**What you will do**
Lines below starting with the line with "Identify the louvered" and going on through the line with "Identify the yellow" must be output exactly; the rest of the records must be left out.

[[ Data listing open ]]

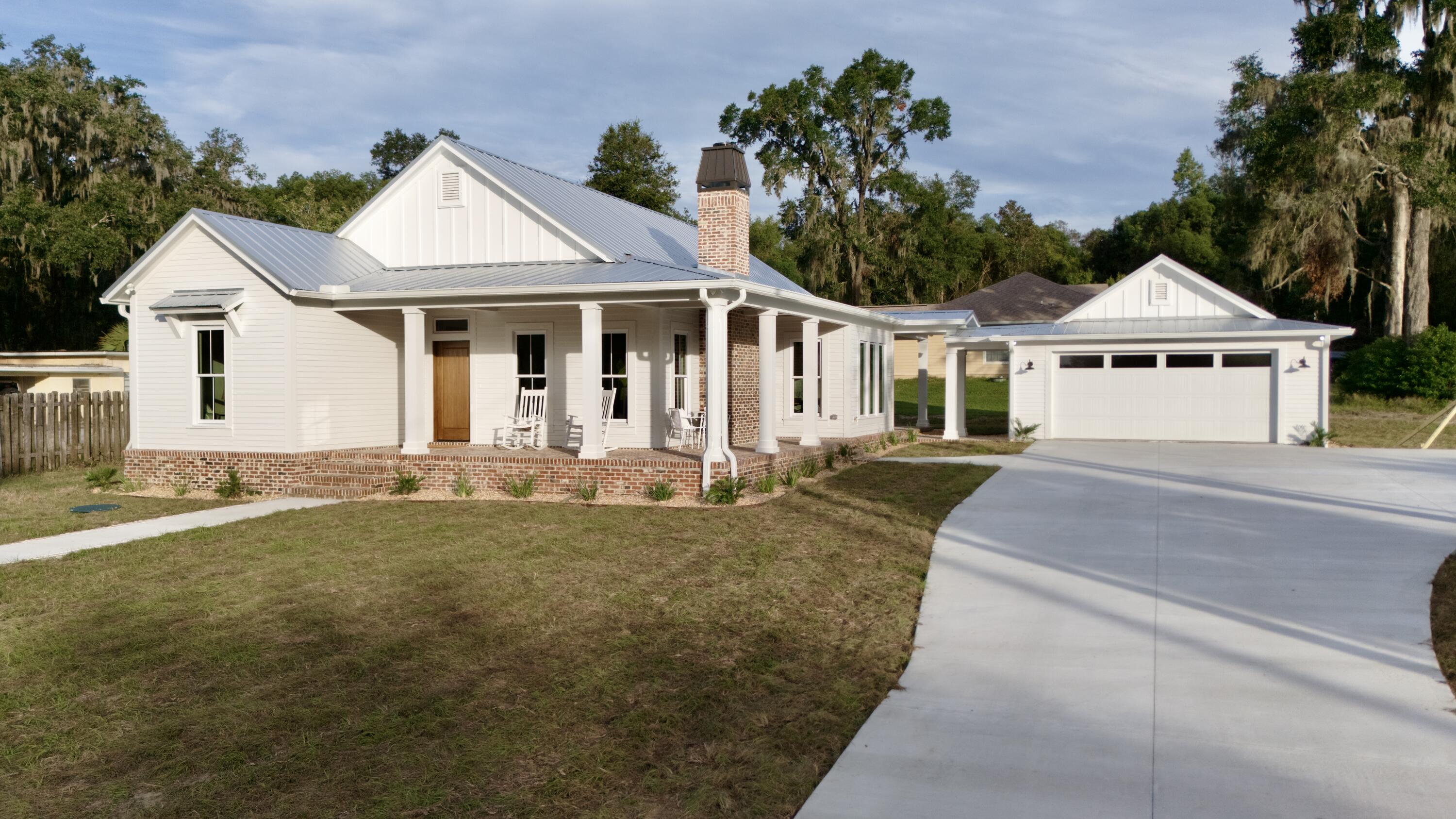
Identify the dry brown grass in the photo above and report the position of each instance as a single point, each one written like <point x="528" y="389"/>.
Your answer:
<point x="498" y="659"/>
<point x="1443" y="618"/>
<point x="38" y="505"/>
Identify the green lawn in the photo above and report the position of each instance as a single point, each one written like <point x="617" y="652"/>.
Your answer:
<point x="446" y="659"/>
<point x="1365" y="420"/>
<point x="985" y="404"/>
<point x="38" y="503"/>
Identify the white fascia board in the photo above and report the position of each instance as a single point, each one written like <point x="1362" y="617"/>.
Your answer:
<point x="1133" y="338"/>
<point x="1183" y="270"/>
<point x="174" y="235"/>
<point x="445" y="145"/>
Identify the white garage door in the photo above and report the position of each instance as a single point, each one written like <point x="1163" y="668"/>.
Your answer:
<point x="1167" y="395"/>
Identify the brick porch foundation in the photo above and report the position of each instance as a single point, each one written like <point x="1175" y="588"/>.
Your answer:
<point x="356" y="473"/>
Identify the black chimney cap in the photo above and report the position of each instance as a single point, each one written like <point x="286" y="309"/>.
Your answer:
<point x="723" y="168"/>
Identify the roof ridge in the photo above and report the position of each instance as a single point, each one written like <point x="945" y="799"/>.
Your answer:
<point x="583" y="185"/>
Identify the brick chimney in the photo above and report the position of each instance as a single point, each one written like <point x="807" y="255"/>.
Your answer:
<point x="723" y="209"/>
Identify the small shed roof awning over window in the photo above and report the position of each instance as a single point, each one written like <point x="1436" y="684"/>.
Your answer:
<point x="212" y="301"/>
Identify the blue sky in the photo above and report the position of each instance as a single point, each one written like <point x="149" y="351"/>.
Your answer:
<point x="1074" y="108"/>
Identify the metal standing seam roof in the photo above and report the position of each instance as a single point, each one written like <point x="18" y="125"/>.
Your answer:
<point x="1151" y="327"/>
<point x="526" y="274"/>
<point x="300" y="258"/>
<point x="615" y="225"/>
<point x="219" y="299"/>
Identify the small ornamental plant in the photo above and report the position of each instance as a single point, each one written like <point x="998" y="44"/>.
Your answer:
<point x="523" y="487"/>
<point x="727" y="492"/>
<point x="463" y="487"/>
<point x="405" y="483"/>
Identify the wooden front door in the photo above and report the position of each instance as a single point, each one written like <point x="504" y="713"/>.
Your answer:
<point x="452" y="391"/>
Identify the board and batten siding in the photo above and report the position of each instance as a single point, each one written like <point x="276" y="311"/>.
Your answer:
<point x="258" y="362"/>
<point x="350" y="378"/>
<point x="408" y="228"/>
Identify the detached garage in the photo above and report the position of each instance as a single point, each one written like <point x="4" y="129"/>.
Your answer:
<point x="1167" y="354"/>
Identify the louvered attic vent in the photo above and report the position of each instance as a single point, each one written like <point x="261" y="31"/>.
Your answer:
<point x="452" y="191"/>
<point x="1159" y="293"/>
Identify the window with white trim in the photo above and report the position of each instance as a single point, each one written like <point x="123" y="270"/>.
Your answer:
<point x="530" y="360"/>
<point x="871" y="378"/>
<point x="680" y="370"/>
<point x="615" y="370"/>
<point x="798" y="378"/>
<point x="210" y="375"/>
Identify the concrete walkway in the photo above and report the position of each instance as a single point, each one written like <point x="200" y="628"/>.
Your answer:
<point x="1127" y="630"/>
<point x="57" y="546"/>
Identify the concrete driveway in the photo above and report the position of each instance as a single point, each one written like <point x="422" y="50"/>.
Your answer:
<point x="1174" y="630"/>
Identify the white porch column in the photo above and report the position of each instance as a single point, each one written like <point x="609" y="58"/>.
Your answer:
<point x="810" y="436"/>
<point x="590" y="412"/>
<point x="954" y="394"/>
<point x="922" y="419"/>
<point x="715" y="402"/>
<point x="418" y="426"/>
<point x="768" y="381"/>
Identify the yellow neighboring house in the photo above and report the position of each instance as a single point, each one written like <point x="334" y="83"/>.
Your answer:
<point x="63" y="370"/>
<point x="1021" y="299"/>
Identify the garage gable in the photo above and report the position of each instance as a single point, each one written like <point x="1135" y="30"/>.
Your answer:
<point x="1164" y="289"/>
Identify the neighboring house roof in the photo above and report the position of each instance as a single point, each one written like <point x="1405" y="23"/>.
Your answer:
<point x="1020" y="299"/>
<point x="1210" y="325"/>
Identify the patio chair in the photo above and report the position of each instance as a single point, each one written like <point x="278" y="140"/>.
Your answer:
<point x="683" y="428"/>
<point x="609" y="398"/>
<point x="528" y="428"/>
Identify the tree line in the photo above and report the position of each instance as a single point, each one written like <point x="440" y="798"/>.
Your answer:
<point x="1330" y="199"/>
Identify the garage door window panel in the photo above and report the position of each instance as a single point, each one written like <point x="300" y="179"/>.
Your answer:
<point x="1190" y="360"/>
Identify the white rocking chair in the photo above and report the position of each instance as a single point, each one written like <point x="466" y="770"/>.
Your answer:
<point x="682" y="426"/>
<point x="528" y="428"/>
<point x="609" y="398"/>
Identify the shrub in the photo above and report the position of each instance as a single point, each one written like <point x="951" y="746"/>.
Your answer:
<point x="405" y="483"/>
<point x="102" y="477"/>
<point x="1390" y="368"/>
<point x="463" y="487"/>
<point x="727" y="490"/>
<point x="523" y="487"/>
<point x="587" y="492"/>
<point x="1023" y="432"/>
<point x="1321" y="436"/>
<point x="232" y="486"/>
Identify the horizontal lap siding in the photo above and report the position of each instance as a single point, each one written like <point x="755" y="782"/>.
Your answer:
<point x="348" y="378"/>
<point x="257" y="381"/>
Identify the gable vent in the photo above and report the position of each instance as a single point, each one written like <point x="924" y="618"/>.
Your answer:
<point x="1159" y="293"/>
<point x="452" y="193"/>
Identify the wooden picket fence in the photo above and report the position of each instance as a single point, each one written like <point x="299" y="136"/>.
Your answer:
<point x="41" y="432"/>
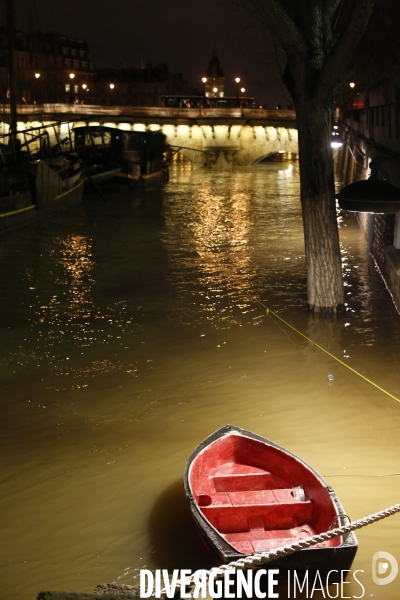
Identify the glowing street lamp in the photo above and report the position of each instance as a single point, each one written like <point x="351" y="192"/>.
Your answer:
<point x="237" y="79"/>
<point x="204" y="80"/>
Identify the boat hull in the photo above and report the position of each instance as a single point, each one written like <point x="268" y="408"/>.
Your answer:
<point x="52" y="196"/>
<point x="240" y="488"/>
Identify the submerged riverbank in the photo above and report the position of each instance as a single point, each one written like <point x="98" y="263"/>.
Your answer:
<point x="130" y="331"/>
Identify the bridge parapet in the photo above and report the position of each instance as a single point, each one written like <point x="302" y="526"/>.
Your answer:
<point x="226" y="136"/>
<point x="150" y="114"/>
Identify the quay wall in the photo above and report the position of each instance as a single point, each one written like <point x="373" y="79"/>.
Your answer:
<point x="371" y="128"/>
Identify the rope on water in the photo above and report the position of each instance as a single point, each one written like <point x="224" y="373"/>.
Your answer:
<point x="255" y="560"/>
<point x="269" y="311"/>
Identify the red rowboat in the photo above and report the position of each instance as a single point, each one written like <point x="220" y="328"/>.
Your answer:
<point x="249" y="495"/>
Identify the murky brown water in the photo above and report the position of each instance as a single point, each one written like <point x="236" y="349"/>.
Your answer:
<point x="130" y="330"/>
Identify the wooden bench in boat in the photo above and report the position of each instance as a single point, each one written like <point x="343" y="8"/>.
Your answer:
<point x="252" y="515"/>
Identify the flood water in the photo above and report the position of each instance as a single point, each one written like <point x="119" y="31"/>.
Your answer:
<point x="131" y="330"/>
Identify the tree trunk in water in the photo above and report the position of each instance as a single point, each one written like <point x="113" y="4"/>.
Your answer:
<point x="325" y="291"/>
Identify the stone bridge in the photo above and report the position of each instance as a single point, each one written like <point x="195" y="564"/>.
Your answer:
<point x="216" y="137"/>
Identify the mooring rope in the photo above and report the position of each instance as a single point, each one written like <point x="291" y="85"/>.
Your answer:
<point x="260" y="558"/>
<point x="269" y="311"/>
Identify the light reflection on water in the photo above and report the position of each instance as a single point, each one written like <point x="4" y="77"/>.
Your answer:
<point x="131" y="331"/>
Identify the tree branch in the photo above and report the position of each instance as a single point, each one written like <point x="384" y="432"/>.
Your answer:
<point x="330" y="6"/>
<point x="276" y="17"/>
<point x="347" y="43"/>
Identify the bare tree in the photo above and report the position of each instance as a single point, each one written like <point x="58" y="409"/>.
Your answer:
<point x="319" y="38"/>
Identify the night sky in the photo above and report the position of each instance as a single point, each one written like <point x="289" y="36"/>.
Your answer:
<point x="182" y="34"/>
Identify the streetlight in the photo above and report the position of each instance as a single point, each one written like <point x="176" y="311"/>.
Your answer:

[[ Data listing closed ]]

**Exercise solution**
Identify the louvered attic vent in the photo above and report the position of each instance as a single point, each one written like <point x="261" y="31"/>.
Your answer:
<point x="452" y="191"/>
<point x="1159" y="293"/>
Identify the window with white trim in the photo above and report the position of each instance as a single point, each one written like <point x="123" y="270"/>.
Your answer:
<point x="530" y="360"/>
<point x="871" y="378"/>
<point x="680" y="370"/>
<point x="615" y="370"/>
<point x="798" y="378"/>
<point x="210" y="375"/>
Identify the concrete walkway in the photo above and report the position of each instance as a single point, each one written like <point x="200" y="628"/>.
Your answer:
<point x="1127" y="630"/>
<point x="57" y="546"/>
Identify the concrete driveway in the photo above and report the position of each instance as a single point, each one written like <point x="422" y="50"/>.
Your answer:
<point x="1174" y="630"/>
Identify the white porch column in the photo above and report the position of each instance as a single point, each one written like <point x="609" y="58"/>.
Your answer:
<point x="810" y="436"/>
<point x="590" y="412"/>
<point x="954" y="394"/>
<point x="922" y="419"/>
<point x="715" y="402"/>
<point x="418" y="426"/>
<point x="768" y="381"/>
Identify the yellow neighboring house in the photo above and report the position of each instance as a single point, each one written like <point x="334" y="83"/>.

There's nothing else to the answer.